* **Task directions**: The answer must consist of every line in the records below that contains the string "branch".

* **Given information**:
***
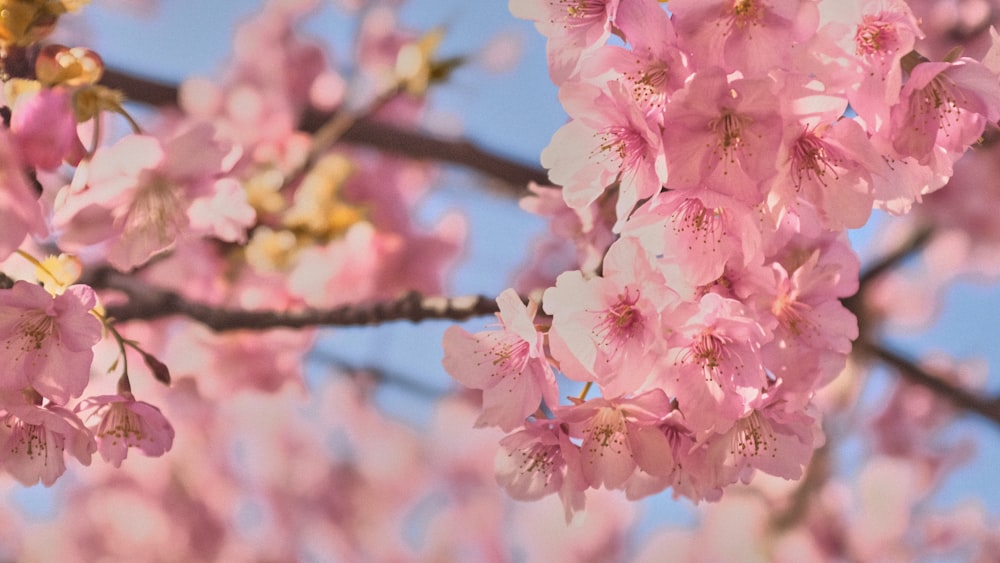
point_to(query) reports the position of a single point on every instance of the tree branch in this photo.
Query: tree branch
***
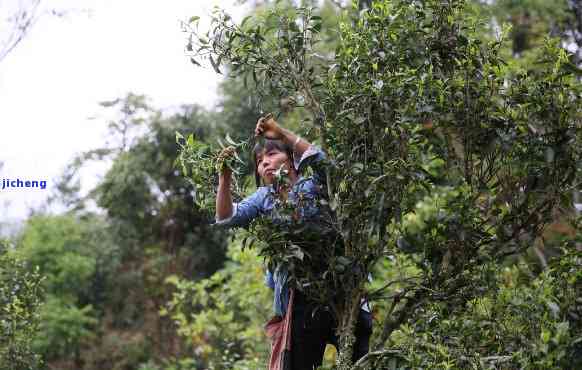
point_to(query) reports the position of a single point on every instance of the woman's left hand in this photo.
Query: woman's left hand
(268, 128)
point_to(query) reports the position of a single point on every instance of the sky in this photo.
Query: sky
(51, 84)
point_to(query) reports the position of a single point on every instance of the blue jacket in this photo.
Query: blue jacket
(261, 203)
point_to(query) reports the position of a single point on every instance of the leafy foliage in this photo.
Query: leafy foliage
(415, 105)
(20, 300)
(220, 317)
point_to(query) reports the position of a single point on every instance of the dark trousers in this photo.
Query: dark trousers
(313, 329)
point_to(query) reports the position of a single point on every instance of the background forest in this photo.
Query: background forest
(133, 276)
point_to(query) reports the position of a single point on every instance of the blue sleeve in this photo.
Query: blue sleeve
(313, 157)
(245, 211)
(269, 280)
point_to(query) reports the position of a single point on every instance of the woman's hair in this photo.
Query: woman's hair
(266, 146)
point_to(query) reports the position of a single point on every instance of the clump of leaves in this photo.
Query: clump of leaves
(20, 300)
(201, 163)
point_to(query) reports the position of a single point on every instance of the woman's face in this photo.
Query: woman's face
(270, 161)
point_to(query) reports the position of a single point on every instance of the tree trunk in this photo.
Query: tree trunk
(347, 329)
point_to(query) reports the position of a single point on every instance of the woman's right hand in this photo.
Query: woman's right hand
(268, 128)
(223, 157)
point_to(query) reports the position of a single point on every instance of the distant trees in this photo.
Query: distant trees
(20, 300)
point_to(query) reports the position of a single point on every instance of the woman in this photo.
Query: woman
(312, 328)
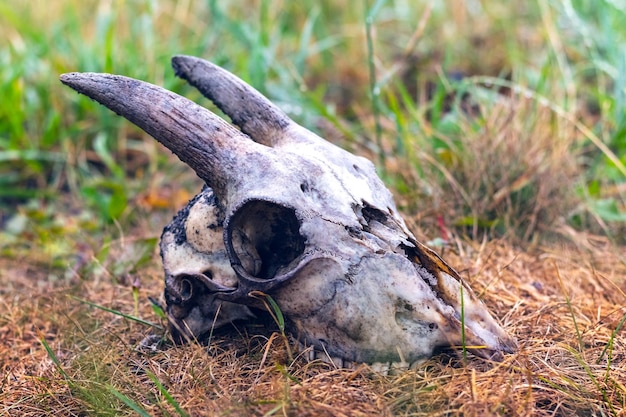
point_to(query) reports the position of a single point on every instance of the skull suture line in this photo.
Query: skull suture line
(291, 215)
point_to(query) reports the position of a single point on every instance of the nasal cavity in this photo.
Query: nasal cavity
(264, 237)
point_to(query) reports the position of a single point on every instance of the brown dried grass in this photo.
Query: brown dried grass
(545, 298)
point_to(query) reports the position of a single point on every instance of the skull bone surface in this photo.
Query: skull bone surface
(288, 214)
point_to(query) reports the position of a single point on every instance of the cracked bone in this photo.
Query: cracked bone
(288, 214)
***
* **Completed task**:
point_to(query) reports the position of a single point on every instance of the tree branch in this photo.
Query: tree branch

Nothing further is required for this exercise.